* _AIM_:
Reproduce the listing below line for line, omitting the picture.

* _PROVIDED MATERIAL_:
# # # #

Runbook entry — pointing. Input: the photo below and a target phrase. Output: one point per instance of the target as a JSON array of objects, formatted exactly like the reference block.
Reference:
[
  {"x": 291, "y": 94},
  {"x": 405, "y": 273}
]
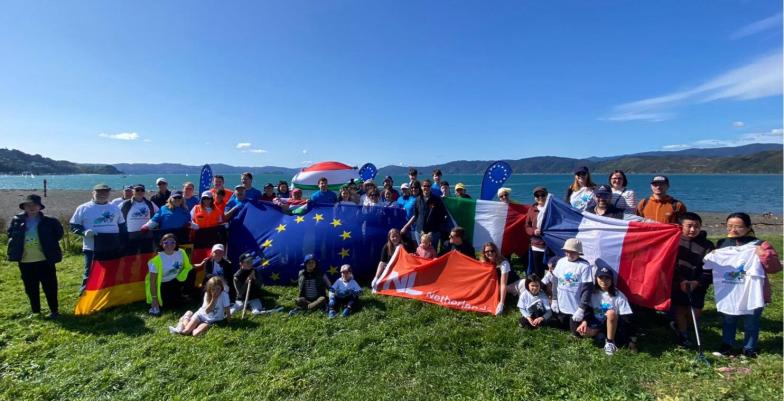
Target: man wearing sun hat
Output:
[
  {"x": 33, "y": 241},
  {"x": 661, "y": 207},
  {"x": 97, "y": 219}
]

# # # #

* _THE OUTPUT_:
Runbook entry — pointing. Input: the photo below and a target phrase. Output: one point per instance of the target as a JSON array of objects, formatted exactly like the reference block.
Reference:
[
  {"x": 291, "y": 94},
  {"x": 405, "y": 273}
]
Target: man wearing sun hat
Output:
[
  {"x": 33, "y": 241},
  {"x": 661, "y": 207},
  {"x": 97, "y": 219}
]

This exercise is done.